Where a line of the records holds the string "below", copy that line.

Saved entries
Content starts

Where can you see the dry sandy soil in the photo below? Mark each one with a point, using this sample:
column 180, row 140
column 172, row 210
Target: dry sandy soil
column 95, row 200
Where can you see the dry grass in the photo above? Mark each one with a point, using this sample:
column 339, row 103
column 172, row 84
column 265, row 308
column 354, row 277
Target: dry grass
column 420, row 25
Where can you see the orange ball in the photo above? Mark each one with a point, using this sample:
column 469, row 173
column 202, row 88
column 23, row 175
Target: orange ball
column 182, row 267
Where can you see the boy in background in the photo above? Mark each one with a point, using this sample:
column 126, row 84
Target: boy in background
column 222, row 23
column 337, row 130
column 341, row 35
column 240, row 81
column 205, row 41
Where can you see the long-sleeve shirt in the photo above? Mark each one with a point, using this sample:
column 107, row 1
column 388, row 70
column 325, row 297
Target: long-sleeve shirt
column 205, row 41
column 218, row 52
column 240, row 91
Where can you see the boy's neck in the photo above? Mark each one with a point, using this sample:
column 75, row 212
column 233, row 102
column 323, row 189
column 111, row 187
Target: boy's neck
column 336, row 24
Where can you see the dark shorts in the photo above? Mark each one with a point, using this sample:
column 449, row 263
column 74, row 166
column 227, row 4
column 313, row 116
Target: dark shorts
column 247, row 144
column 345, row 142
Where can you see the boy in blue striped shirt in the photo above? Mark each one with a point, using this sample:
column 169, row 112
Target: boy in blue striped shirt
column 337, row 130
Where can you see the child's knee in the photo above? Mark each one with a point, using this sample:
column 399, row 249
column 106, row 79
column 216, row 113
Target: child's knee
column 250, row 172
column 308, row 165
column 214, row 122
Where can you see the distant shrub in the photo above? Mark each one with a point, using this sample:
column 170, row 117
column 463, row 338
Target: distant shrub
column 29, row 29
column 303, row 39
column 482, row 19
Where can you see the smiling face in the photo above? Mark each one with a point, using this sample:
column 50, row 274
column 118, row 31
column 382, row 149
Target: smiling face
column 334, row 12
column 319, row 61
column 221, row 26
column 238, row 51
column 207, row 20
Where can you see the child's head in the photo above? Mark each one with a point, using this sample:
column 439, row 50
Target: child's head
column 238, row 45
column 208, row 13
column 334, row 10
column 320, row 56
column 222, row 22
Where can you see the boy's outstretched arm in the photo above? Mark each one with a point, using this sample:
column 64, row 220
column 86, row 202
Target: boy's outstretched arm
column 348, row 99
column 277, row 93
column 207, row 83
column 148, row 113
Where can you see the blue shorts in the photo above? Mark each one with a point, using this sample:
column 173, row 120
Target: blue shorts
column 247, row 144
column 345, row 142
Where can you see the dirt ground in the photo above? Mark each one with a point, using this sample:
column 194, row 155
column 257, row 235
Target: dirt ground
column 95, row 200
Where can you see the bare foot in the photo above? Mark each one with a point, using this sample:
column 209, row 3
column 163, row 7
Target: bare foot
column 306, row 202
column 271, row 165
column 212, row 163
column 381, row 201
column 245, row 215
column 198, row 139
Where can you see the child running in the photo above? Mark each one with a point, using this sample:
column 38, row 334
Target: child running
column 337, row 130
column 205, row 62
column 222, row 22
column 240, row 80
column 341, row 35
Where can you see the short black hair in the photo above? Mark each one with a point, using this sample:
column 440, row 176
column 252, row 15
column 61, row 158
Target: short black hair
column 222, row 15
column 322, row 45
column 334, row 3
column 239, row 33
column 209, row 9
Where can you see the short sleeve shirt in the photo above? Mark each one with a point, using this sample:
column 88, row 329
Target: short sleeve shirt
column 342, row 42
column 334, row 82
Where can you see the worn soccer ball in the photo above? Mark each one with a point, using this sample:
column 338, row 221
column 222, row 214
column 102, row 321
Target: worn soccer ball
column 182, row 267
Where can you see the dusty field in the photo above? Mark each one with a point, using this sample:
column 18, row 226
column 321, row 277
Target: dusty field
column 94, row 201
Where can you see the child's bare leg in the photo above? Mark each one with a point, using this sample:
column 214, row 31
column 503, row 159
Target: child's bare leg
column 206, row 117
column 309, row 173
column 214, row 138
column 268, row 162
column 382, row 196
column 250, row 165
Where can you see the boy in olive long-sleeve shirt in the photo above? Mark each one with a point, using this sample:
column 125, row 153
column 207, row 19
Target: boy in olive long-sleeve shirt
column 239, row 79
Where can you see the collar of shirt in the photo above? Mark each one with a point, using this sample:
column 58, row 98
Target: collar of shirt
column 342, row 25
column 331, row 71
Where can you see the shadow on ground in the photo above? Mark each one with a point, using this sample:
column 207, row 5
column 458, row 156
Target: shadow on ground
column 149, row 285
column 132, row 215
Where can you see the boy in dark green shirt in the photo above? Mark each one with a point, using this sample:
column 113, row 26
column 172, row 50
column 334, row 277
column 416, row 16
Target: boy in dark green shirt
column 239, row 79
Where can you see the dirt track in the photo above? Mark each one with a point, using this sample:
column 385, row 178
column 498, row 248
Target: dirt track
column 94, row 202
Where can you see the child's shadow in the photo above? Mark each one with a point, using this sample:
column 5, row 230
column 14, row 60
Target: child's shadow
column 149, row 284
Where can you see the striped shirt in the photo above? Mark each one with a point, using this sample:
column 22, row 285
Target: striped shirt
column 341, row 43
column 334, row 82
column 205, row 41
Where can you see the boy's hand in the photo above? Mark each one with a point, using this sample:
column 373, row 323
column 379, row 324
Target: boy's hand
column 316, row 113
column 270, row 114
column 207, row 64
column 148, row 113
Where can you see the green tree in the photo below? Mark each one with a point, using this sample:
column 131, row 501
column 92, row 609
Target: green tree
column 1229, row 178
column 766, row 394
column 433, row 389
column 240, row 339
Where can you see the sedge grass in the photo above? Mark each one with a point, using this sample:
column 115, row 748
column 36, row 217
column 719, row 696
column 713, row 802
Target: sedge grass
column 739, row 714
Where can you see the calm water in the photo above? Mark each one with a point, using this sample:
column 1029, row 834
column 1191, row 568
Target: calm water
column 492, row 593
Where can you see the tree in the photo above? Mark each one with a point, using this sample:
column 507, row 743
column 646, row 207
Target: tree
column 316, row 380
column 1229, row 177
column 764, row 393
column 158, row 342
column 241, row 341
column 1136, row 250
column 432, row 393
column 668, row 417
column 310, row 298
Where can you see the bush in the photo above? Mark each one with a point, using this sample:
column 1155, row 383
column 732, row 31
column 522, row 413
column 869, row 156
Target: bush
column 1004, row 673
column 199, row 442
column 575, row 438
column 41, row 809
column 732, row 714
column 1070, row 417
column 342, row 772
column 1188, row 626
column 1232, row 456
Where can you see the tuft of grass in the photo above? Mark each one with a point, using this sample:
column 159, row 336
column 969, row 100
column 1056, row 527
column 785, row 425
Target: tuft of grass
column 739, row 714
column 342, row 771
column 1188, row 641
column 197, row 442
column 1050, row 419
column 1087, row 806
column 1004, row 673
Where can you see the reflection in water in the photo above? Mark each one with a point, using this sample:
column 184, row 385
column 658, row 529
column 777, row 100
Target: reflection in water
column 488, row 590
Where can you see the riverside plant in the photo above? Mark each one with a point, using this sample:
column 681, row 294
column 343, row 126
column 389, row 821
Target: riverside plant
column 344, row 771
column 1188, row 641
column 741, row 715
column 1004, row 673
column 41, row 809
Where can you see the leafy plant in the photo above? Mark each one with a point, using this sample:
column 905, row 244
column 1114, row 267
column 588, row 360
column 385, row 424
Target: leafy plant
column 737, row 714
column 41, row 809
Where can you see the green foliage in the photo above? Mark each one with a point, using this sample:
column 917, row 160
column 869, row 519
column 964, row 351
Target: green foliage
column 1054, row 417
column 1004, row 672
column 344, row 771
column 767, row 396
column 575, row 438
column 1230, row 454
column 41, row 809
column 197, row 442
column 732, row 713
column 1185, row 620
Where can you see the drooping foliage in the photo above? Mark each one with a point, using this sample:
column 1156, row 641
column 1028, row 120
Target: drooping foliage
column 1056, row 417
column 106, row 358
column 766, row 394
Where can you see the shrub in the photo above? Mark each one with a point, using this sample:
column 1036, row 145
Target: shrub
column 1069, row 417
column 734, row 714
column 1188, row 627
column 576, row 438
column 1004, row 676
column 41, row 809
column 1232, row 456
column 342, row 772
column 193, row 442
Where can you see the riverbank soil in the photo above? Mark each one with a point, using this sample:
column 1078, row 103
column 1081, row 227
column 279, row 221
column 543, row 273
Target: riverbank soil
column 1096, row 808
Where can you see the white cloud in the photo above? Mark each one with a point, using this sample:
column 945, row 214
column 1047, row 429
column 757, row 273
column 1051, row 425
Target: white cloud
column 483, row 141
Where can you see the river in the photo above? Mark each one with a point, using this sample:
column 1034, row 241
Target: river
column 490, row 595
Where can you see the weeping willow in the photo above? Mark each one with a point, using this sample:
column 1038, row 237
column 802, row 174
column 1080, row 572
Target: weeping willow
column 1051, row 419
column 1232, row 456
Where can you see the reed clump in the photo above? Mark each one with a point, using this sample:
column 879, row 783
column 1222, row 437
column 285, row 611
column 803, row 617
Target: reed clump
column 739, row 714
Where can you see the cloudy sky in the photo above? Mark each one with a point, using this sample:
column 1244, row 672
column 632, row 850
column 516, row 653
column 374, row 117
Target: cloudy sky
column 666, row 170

Content ends

* **Completed task**
Where can you see the dry sandy soil in the photo below? Mark each one with a point, using this sample:
Where can you see the green tree in the photo below? Mark each one with a point, using this sample:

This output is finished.